§ **Требования к заданиям**
1. Где, судя по тексту о Фефере, произошло первое знакомство с Фефером как с поэтом?
2. Выпишите из текста о Фефере отрывок от слов «Для меня было» до слов «и к Родине...» включительно.

§ **Цитируемый текст**
──────────
Главная / Публикации / Марк Шагал. «Ангел над крышами»
Приходит время
Мне представляется особенно примечательным, что в дни еврейского траура по павшим героям Варшавского гетто мы сегодня присутствуем на вечере поэта, живого борца молодой страны, бьющей общего нашего врага, на вечере борца, воспевающего героизм, мужество и ненависть к врагу. Благодарю всех вас за добрые слова в мой адрес, но я полагаю, что это слишком большая для меня честь — быть здесь, на этом вечере, тем, что у евреев называется «целый мэхутн»!
Я искренне рад вместе с вами отпраздновать выход в свет книги Фефера, жаль только, что сегодня его здесь нет; во-первых, нам всем было бы веселей, во-вторых, я не чувствовал бы себя этаким «узурпатором»: ведь это Феферу принадлежат полнозвучные стихи, все почести должны быть оказаны ему, а я только — как бы это сказать? — лишь подсвистал его песне...
Но вечер этот — и не одного Фефера, а всех тех, кто хочет еще раз, хотя бы в мыслях, выразить свою преданность нашей с вами, и его, Фефера, великой Родине, являющей сегодня величайшее из искусств — быть выше искусства...
Для меня было двойной радостью — что-нибудь сделать для книги Фефера, правда, очень немногое, как я уже сказал, и притом в спешке, в той спешке, когда торопишься высказать свою любовь — к народу и к Родине...
Как с поэтом я познакомился с Фефером первый раз в Москве, в разгар революции, в зале Еврейского государственного Камерного театра, где я работал, а потом встречал его в Малаховке, где я обучал детей в колонии, по соседству с писателями Добрушиным, Нистером, Гофштейном и другими... Это было новое имя, имя поэта, который пришел и сказал: «Тихо, вы — люди воздуха и художники воздуха, — мы явились, неся «просторечье»...» Я взглянул тогда на писателей: никто не испугался.
* * *
Минуло более двадцати лет. Я успел окунуться во все беды, а может, и радости, выпадающие художнику двадцатого века. Я прошел Париж — столицу мировой живописи.
И когда сюда прибыл мой давний друг, великий актер Соломон Михоэлс, а с ним — Фефер, то мы увидели истинного, от рождения, еврея-революционера и истинного поэта, воспринявшего общееврейскую поэтическую традицию и вписавшего в нее новую главу — о своей стране, обновленной Родине...
──────────
§ **Материал**
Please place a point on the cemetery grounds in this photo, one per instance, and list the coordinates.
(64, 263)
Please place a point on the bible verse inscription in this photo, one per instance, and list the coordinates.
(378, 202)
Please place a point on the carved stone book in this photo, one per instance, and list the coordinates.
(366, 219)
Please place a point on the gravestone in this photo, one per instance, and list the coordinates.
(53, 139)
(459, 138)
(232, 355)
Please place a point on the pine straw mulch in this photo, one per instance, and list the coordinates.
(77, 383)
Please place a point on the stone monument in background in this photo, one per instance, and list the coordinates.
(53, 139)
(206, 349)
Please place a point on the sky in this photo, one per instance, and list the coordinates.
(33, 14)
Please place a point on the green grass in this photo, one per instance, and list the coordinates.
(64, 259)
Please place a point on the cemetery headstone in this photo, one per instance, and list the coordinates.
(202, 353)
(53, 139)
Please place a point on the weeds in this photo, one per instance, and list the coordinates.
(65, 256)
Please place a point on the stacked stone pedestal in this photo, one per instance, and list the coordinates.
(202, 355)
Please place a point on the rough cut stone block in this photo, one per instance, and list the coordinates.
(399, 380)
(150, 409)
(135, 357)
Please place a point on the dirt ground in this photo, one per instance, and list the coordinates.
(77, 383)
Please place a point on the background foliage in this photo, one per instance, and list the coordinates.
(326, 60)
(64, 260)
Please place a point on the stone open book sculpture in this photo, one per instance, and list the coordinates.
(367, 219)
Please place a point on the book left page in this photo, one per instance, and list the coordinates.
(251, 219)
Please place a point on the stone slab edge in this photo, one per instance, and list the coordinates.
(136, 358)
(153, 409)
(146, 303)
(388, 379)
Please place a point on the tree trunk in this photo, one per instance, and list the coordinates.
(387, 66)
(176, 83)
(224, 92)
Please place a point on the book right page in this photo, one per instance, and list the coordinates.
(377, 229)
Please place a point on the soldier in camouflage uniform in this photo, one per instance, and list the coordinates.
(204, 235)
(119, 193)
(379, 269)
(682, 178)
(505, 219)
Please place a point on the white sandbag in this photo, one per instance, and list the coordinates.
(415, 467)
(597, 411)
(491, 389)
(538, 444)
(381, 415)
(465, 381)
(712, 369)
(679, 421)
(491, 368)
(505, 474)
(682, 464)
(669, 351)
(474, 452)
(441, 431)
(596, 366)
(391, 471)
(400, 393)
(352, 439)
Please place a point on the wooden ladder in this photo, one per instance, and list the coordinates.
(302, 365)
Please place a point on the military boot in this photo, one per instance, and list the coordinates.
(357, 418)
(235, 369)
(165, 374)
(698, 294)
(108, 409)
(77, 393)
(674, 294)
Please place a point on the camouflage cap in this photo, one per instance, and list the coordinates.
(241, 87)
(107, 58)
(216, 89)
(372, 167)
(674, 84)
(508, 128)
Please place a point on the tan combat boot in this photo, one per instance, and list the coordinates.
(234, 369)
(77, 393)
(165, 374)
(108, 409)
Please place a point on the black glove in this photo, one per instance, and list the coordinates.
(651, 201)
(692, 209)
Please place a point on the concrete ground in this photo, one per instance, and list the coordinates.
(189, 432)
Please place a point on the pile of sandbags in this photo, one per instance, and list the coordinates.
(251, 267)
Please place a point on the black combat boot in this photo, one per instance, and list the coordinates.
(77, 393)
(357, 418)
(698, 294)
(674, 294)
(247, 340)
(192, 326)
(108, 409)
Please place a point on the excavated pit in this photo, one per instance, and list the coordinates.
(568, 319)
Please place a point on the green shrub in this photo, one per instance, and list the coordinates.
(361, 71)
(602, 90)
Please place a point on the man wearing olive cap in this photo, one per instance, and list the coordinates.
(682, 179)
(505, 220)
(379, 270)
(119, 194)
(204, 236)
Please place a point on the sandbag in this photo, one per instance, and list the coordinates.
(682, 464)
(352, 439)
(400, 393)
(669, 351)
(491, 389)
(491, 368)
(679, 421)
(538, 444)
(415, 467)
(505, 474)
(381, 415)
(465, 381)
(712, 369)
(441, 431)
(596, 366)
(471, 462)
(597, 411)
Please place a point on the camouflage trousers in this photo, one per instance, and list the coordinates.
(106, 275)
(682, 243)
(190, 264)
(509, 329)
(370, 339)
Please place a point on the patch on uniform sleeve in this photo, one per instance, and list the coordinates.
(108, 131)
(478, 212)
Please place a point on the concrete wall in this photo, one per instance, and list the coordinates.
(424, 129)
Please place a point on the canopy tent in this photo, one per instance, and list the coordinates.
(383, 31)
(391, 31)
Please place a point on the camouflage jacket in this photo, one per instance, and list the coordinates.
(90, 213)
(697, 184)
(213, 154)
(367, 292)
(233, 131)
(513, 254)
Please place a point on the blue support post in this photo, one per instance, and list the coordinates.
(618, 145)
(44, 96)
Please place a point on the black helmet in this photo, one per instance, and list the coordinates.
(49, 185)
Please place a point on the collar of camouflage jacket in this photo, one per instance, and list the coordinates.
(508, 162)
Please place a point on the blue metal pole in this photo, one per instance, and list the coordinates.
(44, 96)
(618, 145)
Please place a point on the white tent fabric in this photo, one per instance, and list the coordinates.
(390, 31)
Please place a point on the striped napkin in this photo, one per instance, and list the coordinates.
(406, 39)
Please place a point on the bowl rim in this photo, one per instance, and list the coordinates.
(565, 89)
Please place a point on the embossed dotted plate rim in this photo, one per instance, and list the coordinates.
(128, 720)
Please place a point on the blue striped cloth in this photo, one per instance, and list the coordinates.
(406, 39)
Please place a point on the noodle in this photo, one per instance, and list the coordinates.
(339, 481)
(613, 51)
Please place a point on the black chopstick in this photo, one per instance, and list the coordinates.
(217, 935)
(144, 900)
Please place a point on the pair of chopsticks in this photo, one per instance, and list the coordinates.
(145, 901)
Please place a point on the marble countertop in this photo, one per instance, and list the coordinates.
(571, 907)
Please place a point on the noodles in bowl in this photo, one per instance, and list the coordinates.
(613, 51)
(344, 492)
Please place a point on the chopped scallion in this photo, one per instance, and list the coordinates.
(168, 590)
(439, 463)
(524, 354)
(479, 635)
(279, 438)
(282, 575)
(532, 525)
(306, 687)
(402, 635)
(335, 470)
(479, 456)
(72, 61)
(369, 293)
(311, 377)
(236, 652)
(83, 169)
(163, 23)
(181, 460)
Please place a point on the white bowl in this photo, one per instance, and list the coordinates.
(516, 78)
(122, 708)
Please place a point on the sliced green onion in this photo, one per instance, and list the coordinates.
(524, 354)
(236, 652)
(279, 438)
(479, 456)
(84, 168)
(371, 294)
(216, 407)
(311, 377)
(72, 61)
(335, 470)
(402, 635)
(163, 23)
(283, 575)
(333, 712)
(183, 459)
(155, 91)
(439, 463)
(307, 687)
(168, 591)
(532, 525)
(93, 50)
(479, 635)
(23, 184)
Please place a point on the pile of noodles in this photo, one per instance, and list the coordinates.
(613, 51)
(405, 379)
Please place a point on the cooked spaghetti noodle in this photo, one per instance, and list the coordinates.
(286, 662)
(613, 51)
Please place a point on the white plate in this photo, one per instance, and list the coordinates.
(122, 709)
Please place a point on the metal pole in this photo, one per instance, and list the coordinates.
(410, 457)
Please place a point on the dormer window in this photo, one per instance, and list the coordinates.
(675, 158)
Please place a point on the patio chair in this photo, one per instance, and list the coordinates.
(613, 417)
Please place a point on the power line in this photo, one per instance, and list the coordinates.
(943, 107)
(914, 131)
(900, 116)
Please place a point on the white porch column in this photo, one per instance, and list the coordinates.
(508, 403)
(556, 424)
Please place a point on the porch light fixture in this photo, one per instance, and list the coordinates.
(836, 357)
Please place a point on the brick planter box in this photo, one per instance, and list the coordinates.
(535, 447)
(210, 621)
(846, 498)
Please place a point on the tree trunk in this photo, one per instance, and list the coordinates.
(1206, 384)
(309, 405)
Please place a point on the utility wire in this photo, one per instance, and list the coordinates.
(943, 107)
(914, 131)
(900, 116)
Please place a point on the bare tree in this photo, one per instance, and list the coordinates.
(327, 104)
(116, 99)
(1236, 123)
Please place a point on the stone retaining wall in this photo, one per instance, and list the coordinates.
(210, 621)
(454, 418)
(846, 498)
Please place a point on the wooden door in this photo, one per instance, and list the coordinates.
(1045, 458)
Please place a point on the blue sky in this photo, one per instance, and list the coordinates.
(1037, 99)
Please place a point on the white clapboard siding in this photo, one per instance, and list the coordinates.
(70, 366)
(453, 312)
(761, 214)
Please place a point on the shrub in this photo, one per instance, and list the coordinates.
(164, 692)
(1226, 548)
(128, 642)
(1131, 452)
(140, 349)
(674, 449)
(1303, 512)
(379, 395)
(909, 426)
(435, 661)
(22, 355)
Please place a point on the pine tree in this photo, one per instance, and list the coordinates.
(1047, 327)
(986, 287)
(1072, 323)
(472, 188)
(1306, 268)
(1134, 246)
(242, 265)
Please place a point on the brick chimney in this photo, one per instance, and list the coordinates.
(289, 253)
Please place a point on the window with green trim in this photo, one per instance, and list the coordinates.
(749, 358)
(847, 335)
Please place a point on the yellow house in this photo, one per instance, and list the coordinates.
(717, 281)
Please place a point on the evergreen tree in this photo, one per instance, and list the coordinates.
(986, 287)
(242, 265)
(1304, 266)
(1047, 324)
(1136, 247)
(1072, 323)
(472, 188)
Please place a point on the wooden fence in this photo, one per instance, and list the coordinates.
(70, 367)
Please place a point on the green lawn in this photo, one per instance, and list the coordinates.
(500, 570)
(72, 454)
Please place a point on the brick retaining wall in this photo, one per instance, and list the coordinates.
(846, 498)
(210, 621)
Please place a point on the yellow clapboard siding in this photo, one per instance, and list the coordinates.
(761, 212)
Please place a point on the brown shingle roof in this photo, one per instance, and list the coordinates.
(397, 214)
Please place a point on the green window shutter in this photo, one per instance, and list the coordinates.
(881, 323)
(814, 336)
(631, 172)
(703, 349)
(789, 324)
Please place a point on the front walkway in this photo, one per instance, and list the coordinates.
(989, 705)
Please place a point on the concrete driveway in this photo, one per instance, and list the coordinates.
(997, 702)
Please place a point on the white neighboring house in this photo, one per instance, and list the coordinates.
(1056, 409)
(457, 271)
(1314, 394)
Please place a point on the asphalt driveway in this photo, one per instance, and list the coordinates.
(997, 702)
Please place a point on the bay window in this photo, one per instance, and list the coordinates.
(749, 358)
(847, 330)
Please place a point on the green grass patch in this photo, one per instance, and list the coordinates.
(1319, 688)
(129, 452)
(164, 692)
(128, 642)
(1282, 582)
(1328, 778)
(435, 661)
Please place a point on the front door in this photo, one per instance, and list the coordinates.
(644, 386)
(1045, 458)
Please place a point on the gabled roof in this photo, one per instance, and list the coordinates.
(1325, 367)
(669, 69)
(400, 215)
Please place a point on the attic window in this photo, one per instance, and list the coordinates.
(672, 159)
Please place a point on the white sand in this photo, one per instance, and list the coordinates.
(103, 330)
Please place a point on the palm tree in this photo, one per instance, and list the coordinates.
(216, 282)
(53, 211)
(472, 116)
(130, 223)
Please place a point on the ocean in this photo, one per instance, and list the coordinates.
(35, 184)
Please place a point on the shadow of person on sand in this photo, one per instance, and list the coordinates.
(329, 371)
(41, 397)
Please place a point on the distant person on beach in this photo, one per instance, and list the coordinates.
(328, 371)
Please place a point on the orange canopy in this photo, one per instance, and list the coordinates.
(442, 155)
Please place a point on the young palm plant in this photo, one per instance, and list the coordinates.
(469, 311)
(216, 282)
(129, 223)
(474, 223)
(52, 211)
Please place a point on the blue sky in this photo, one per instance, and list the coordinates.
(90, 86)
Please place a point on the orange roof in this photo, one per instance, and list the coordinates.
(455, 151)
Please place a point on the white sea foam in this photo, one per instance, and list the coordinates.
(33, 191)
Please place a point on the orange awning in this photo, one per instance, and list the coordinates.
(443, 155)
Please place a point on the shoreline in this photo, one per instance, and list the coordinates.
──────────
§ **Ответы к заданиям**
1. В Москве, в разгар революции, в зале Еврейского государственного Камерного театра.

2.
Для меня было двойной радостью — что-нибудь сделать для книги Фефера, правда, очень немногое, как я уже сказал, и притом в спешке, в той спешке, когда торопишься высказать свою любовь — к народу и к Родине...